__Record set__:
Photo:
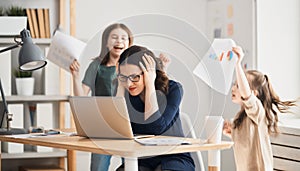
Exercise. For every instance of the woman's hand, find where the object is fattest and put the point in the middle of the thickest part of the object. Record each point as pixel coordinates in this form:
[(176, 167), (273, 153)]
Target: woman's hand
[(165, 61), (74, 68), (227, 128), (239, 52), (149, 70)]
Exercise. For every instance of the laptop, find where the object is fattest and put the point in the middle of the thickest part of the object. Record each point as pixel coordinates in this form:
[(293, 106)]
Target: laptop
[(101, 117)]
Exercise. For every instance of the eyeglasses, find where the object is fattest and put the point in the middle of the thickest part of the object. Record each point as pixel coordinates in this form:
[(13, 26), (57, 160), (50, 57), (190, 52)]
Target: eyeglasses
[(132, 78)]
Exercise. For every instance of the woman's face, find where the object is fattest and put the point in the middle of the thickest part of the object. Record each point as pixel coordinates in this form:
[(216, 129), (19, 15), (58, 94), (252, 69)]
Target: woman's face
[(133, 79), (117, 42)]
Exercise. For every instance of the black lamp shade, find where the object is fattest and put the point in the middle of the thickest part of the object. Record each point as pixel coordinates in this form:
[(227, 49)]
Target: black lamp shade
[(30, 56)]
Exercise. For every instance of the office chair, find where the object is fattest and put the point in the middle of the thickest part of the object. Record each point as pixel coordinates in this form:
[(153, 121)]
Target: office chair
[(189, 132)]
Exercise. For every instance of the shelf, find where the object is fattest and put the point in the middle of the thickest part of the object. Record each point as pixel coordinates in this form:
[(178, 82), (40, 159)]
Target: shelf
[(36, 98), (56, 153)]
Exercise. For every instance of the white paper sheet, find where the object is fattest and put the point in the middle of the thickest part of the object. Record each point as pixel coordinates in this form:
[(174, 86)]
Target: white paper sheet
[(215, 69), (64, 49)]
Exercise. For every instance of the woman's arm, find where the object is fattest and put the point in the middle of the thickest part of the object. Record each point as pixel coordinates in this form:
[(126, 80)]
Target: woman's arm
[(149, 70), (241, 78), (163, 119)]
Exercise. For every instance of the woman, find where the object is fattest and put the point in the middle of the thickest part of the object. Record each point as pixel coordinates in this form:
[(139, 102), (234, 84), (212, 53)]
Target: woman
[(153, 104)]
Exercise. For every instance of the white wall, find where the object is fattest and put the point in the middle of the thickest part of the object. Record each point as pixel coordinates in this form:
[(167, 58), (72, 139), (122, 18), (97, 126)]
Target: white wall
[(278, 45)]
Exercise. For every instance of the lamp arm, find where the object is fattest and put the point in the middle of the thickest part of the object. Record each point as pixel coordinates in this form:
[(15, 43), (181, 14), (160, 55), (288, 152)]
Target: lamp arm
* * *
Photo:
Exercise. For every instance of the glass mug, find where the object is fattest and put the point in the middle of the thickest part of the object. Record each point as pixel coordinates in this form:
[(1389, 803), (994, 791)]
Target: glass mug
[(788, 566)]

__Exercise description__:
Reproduce the records as a JSON list of strings, with one string per line and blank lines omitted. Begin at the line containing "Exercise. For every instance of the woman, find" and stop after the line containing "[(278, 45)]", including both of those lines.

__Final answer__:
[
  "Exercise. For every instance of the woman, find where the object is fattest and put the point in the middle of the thickest part of the object. Record each point as pixel coordinates in this form:",
  "[(139, 102), (234, 84), (212, 53)]",
  "Target: woman",
  "[(153, 104)]",
  "Exercise. For every instance of the white wall, find where the object is fattest and put the point in the middle of the thickest part of the object. Record each point as pixel coordinates in this form:",
  "[(167, 58), (72, 139), (122, 18), (97, 126)]",
  "Target: white wall",
  "[(278, 45)]"
]